Extract |
-- Opening Marker --
Cottonwood trees (Populus spp.) are found in most river systems in the western USA where natural intersectional hybridization is common and occurs in an intermediate contact zone. Hybrid zones range in size from a few km to >100 km in length and are characterized by high genetic diversity (Whitham et al., 1999). Populus angustifolia James (narrowleaf cottonwood; section Tacamahaca) hybridizes with P. fremontii Watson (Fremont cottonwood) and P. deltoides Marshall (plains cottonwood), which are both in section Aigeiros. In the Aigeiros × Tacamahaca intersectional hybridizing system, introgression is unidirectional whereby the F1 generation backcrosses only with the narrowleaf parent resulting in a backcross to the narrowleaf generation. Subsequent backcrossing primarily occurs with the narrowleaf parent resulting in a backcross complex (Keim et al., 1989). Our field studies of Populus covered 720 000 km2, were characterized with fAFLPs (fluorescent Amplified Fragment Length Polymorphisms), and were complemented with common garden studies. In 1991, 350 trees representing 81 naturally occurring genotypes of P. fremontii, P. angustifolia, and F1 and backcross hybrids were randomly planted on 4-m centers in a common garden in Ogden, UT, USA (elevation 1370 m; 41°11′N, 111°56′W) and the genetic status of each tree was determined using RFLP (Restriction Fragment Length Polymorphism) markers (Keim et al., 1989; Martinsen et al., 2001).

Scaling across individuals in a population

We first examine the genetic scaling in the Populus hybrid complex using line cross analysis (Lynch and Walsh, 1998; Fritz et al., 2003) of three traits: stem and root fractal architecture, and condensed tannin concentrations. This analysis determines whether traits from parental lineages and their hybrid cross types show recognizable patterns of phenotypic expression in progeny that are consistent with additive and/or dominance effects. For each trait, we have data from four cross types (P. angustifolia, P. fremontii, their F1 hybrids, and backcrosses between F1 and P. angustifolia), which allows us to determine additive and dominant genetic effects of the parental species. We reanalyzed data, with line cross analysis, from Bailey et al. (2004b) for stem fractal (D) architecture and Fischer et al. (2006) for root fractal (D) architecture in an experimental common garden where minirhizotron images (CID-600, CID inc., Vancouver, WA, USA) from Fischer et al. (2006) were analyzed with the same box counting method as for stem architecture (D) in Bailey et al. (2004a). Finally, we reanalyzed data, with line cross analysis, from Schweitzer et al. (2004) in which they determined the percent dry weight concentration of condensed tannins in genotypes from each of the four cross types.
-- Closing Marker --
Exercises to complete |
(a) Decide whether each statement agrees with the cottonwood excerpt, and for each give yes or no along with the words from the excerpt that settle it: (i) Introgression in the Aigeiros × Tacamahaca system runs in both directions. (ii) The common garden in Ogden was planted in 1991. (iii) P. fremontii belongs to section Tacamahaca.
(b) According to the cottonwood excerpt, how many naturally occurring genotypes were represented by the 350 trees planted in the common garden?

Record set |
-- Opening Marker --
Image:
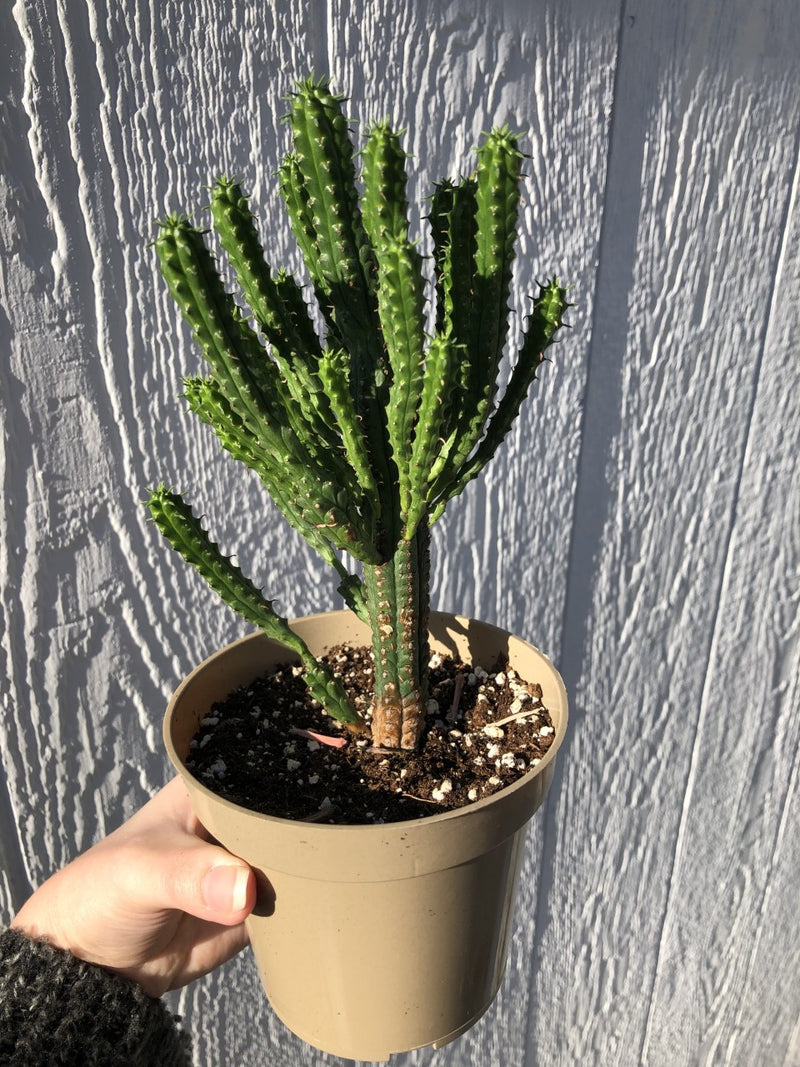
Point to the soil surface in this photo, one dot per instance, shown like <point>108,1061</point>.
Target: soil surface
<point>257,748</point>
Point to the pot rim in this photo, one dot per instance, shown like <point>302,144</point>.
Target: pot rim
<point>558,711</point>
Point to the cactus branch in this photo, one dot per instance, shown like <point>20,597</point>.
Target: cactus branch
<point>182,529</point>
<point>363,430</point>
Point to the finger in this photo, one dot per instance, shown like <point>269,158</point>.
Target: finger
<point>172,870</point>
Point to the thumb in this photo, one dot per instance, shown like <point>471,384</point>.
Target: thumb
<point>208,882</point>
<point>227,888</point>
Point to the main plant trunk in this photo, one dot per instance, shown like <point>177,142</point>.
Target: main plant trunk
<point>398,600</point>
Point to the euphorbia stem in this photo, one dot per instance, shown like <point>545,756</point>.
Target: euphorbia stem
<point>397,593</point>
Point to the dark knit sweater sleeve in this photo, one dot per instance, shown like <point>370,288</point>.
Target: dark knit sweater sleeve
<point>56,1009</point>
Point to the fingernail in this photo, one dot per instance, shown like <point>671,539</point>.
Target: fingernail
<point>225,887</point>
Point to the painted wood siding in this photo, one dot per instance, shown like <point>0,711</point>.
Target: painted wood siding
<point>642,524</point>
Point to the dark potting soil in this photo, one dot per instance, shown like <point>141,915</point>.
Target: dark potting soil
<point>483,731</point>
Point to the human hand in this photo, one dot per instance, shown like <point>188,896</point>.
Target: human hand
<point>155,901</point>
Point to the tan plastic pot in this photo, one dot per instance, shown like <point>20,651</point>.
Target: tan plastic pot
<point>376,939</point>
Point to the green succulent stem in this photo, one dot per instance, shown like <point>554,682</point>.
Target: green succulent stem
<point>397,592</point>
<point>185,532</point>
<point>365,415</point>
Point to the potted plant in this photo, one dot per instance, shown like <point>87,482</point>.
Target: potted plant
<point>364,416</point>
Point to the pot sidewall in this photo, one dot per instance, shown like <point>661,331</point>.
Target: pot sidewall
<point>373,940</point>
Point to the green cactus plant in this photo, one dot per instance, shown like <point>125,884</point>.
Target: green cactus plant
<point>363,432</point>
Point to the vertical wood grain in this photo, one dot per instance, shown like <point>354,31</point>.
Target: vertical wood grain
<point>730,932</point>
<point>705,112</point>
<point>640,525</point>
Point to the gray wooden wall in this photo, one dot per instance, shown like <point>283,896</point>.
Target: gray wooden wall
<point>642,526</point>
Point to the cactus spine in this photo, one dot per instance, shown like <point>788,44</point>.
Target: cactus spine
<point>364,434</point>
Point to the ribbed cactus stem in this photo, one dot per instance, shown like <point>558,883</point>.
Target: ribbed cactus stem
<point>397,592</point>
<point>365,429</point>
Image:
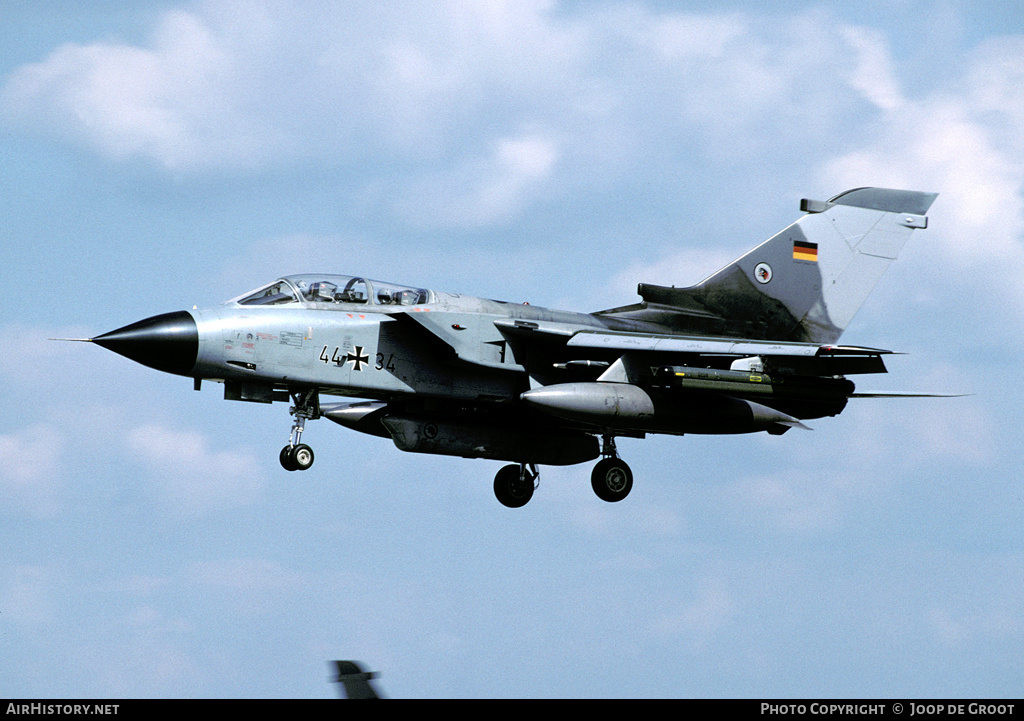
-- Closing Marker --
Task-by-task outputs |
(a)
(i) No: "introgression is unidirectional whereby the F1 generation backcrosses only with the narrowleaf parent"
(ii) Yes: "In 1991, 350 trees representing 81 naturally occurring genotypes of P. fremontii, P. angustifolia, and F1 and backcross hybrids were randomly planted on 4-m centers in a common garden in Ogden, UT, USA"
(iii) No: "P. fremontii Watson (Fremont cottonwood) and P. deltoides Marshall (plains cottonwood), which are both in section Aigeiros"

(b) 81 genotypes.